Problem: Output all records verbatim.
START Data to examine
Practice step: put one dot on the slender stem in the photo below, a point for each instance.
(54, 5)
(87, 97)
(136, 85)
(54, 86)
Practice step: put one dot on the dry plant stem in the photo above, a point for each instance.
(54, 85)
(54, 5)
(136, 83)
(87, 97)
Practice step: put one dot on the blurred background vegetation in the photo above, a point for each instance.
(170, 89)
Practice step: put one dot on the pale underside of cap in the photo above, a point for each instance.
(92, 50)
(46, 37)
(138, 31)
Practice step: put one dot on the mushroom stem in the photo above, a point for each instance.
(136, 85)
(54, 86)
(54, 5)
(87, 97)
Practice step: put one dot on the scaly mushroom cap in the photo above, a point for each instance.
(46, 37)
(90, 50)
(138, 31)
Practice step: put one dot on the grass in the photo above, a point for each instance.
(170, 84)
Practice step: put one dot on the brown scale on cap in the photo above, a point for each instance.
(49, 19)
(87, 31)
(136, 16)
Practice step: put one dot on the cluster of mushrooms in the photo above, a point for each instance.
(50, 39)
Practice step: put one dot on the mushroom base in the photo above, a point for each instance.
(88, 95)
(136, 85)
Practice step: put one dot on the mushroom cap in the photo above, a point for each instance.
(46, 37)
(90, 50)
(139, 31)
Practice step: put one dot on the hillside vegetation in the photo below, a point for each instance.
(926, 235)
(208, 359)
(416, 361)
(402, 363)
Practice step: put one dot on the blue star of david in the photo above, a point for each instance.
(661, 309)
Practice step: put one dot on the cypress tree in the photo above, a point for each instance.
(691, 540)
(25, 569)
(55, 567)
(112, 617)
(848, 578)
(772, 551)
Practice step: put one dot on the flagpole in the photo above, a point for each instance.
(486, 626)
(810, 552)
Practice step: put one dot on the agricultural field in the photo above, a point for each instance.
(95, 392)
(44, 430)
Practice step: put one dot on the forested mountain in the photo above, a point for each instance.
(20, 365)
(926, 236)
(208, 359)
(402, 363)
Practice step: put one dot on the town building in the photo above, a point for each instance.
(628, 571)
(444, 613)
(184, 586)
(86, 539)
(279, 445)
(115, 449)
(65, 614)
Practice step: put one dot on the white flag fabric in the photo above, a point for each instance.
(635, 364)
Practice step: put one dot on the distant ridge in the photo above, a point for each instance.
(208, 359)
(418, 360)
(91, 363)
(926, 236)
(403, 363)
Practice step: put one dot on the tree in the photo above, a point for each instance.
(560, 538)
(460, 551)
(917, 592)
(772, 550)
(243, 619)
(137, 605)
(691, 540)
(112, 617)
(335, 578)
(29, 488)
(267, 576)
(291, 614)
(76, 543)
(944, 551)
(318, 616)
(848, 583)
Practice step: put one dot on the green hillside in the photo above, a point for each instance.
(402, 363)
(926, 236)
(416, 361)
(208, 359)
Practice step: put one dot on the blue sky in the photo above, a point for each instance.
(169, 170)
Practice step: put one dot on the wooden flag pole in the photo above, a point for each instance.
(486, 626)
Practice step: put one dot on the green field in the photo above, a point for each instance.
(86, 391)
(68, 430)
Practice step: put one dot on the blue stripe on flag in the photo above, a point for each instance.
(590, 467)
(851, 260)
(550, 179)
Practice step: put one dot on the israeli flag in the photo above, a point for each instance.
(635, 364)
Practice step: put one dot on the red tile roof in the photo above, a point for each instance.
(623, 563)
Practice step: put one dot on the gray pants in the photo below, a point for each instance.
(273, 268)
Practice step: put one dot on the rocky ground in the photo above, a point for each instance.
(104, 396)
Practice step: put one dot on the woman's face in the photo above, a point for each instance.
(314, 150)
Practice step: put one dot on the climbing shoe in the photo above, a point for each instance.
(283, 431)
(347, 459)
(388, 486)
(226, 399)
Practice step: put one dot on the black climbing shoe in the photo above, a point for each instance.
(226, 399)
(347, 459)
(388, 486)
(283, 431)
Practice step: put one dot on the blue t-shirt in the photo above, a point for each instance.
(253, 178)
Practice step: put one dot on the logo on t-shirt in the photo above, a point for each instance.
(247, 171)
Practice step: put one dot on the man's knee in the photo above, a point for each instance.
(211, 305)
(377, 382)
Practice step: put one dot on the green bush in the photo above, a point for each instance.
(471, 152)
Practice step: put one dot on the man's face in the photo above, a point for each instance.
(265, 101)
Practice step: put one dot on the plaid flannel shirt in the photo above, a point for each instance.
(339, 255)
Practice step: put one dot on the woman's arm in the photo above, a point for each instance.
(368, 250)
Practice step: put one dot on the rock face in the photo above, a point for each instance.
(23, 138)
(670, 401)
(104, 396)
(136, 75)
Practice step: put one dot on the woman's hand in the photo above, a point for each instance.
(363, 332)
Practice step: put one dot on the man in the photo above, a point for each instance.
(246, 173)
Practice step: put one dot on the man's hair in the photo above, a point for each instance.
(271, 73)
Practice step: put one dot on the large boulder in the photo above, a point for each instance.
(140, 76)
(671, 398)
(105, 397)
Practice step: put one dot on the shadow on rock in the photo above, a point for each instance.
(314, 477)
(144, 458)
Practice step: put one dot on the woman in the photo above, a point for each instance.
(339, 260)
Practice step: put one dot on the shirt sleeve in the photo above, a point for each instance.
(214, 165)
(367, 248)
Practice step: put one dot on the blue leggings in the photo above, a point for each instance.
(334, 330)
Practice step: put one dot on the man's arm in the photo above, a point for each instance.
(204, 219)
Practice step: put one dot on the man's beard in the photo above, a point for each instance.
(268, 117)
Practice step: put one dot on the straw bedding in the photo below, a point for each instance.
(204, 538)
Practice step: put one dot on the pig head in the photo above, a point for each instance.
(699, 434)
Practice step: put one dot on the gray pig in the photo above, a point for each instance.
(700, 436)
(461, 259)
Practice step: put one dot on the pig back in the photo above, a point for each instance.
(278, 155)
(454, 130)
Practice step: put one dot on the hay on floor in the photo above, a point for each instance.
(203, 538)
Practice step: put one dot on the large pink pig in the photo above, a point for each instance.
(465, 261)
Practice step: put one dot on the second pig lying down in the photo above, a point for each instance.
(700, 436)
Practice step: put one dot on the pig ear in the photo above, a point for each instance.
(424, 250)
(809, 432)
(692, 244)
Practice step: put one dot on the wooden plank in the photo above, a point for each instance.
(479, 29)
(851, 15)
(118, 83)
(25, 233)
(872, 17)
END Data to examine
Response:
Practice step: put one dot on the slender stem in the photo below, a point for each instance.
(54, 5)
(87, 97)
(136, 85)
(54, 86)
Practice step: put one dot on the dry plant stem in the photo above, a point for each instance.
(54, 85)
(54, 5)
(136, 83)
(87, 97)
Practice step: put one dot on the blurred background vegetation in the photo above, a point for each instance.
(170, 89)
Practice step: put one dot on the pale underside of cap in the photo above, a point for each instance.
(92, 50)
(46, 37)
(138, 31)
Practice step: put one dot on the mushroom stem in the photo above, a point for each instance.
(136, 85)
(54, 86)
(54, 5)
(87, 97)
Practice step: put one dot on the scaly mushroom cap in the photo above, a point for each instance.
(46, 37)
(90, 50)
(138, 31)
Practice step: put one dot on the grass in the photo above, a point for each instance.
(170, 84)
Practice step: put one dot on the brown scale on cap in the photo above, a point for each instance.
(49, 19)
(87, 31)
(136, 16)
Practice step: put one dot on the cluster of mushrooms in the photo above, a point for each instance.
(50, 39)
Practice step: put one dot on the mushroom base in the photo above, a point for each instance.
(88, 95)
(136, 85)
Practice step: put one dot on the mushroom cap in the photo above, a point for each instance.
(46, 37)
(90, 50)
(139, 31)
Practice step: put one dot on the hillside vegetation in the photo below, a point for each instance.
(926, 235)
(208, 359)
(416, 361)
(402, 363)
Practice step: put one dot on the blue star of david in the photo above, a point for each instance.
(661, 309)
Practice step: put one dot on the cypress tree in the photo above, a point for each instance.
(691, 540)
(25, 569)
(55, 567)
(112, 617)
(848, 578)
(772, 551)
Practice step: put one dot on the flagpole in the photo above, a point for each instance.
(486, 626)
(810, 552)
Practice step: put one dot on the agricultural field in the photo above, a point for each instance.
(95, 392)
(44, 430)
Practice step: put one dot on the forested mountain in the photo above, a point for each instance.
(20, 365)
(926, 236)
(208, 359)
(402, 363)
Practice step: put one dot on the town building in the photo above, a point for each instance.
(628, 571)
(444, 613)
(184, 586)
(86, 539)
(279, 445)
(115, 449)
(65, 614)
Practice step: put one dot on the white flag fabric in the photo above, a point for each instance.
(635, 364)
Practice step: put one dot on the distant ridge in the photo above, a point for each instance.
(208, 359)
(418, 360)
(91, 363)
(926, 236)
(403, 363)
Practice step: put one dot on the tree in the photo above, a point for each instance.
(560, 538)
(460, 551)
(917, 592)
(772, 550)
(243, 619)
(137, 605)
(691, 540)
(112, 617)
(335, 578)
(29, 488)
(267, 576)
(291, 614)
(76, 543)
(944, 551)
(318, 616)
(848, 583)
Practice step: put one dot on the green hillside in the photo above, a point for each instance.
(402, 363)
(926, 236)
(416, 361)
(208, 359)
Practice step: put one dot on the blue sky in the photo above, a point for each instance.
(169, 170)
Practice step: put one dot on the wooden flag pole in the photo above, a point for each instance.
(486, 626)
Practice step: put one dot on the green field in the photo above, a point for each instance.
(86, 391)
(68, 430)
Practice step: put one dot on the blue stripe on flag in the photo above, a point for each instance.
(590, 467)
(851, 260)
(550, 179)
Practice step: put one dot on the israeli flag in the photo above, a point for each instance.
(635, 364)
Practice step: put one dot on the red tile roof in the photo above, a point for each instance.
(623, 563)
Practice step: put one dot on the gray pants in the photo below, a point for each instance.
(273, 268)
Practice step: put one dot on the rocky ground in the photo above, a point for each instance.
(104, 396)
Practice step: put one dot on the woman's face in the photo above, a point for each instance.
(314, 150)
Practice step: put one dot on the climbing shoe in the photo above, a point for each instance.
(283, 431)
(347, 459)
(388, 486)
(226, 399)
Practice step: put one dot on the black climbing shoe in the photo above, a point for each instance.
(226, 399)
(347, 459)
(388, 486)
(283, 431)
Practice step: put one dot on the blue t-shirt in the photo above, a point for each instance.
(253, 178)
Practice step: put one dot on the logo on t-shirt in the photo above, a point for each instance.
(247, 171)
Practice step: put one dot on the man's knee in the photo above, a point for each instance.
(211, 305)
(377, 382)
Practice step: put one dot on the green bush in the photo above, a point for each instance.
(471, 152)
Practice step: put one dot on the man's face in the photo above, a point for each instance.
(265, 101)
Practice step: put one dot on the plaid flannel shirt in the photo above, a point for each instance.
(339, 255)
Practice step: put one dot on the woman's arm in the photo above, a point for each instance.
(368, 250)
Practice step: put one dot on the rock face in the photo above, a point for each instance.
(23, 138)
(670, 401)
(104, 396)
(136, 75)
Practice step: put one dot on the woman's hand in the photo above, a point for each instance.
(363, 332)
Practice step: put one dot on the man in the photo above, a point for each instance.
(246, 173)
Practice step: put one dot on the man's hair in the photo above, a point for each instance.
(271, 73)
Practice step: put one dot on the large boulder in the photo above, a point for each instance.
(140, 76)
(671, 398)
(105, 397)
Practice step: put one dot on the shadow on rock in the photo above, a point for each instance.
(314, 477)
(144, 458)
Practice step: put one dot on the woman in the photo above, a point for each instance.
(339, 260)
Practice step: put one dot on the shirt sleeve in the photo above, a point for each instance.
(214, 165)
(367, 248)
Practice step: put one dot on the blue leggings in the photo above, a point for each instance.
(334, 330)
Practice step: put one dot on the man's arm in the photo above, a point for each instance.
(204, 219)
Practice step: put one dot on the man's beard in the photo above, a point for each instance.
(268, 117)
Practice step: put one dot on the straw bedding in the photo below, a point for each instance.
(204, 538)
Practice step: put one dot on the pig head in the photo above, a point for each instance.
(699, 434)
Practice step: put one dot on the gray pig in the photo above, a point for each instance.
(700, 436)
(461, 259)
Practice step: put one dot on the pig back in the photo above, a point for each instance.
(278, 155)
(454, 130)
Practice step: put one dot on the hay on floor in the photo above, a point for each instance.
(203, 538)
Practice step: put one dot on the large pink pig in the photo above, a point for each instance.
(465, 261)
Practice step: put one dot on the second pig lying down in the photo above, a point for each instance.
(700, 436)
Practice step: put one dot on the pig ear in the photo above, a point for each instance.
(424, 250)
(809, 432)
(692, 244)
Practice step: put one dot on the wooden plank in the photo above, a point for each instance.
(479, 29)
(851, 15)
(118, 83)
(25, 233)
(872, 17)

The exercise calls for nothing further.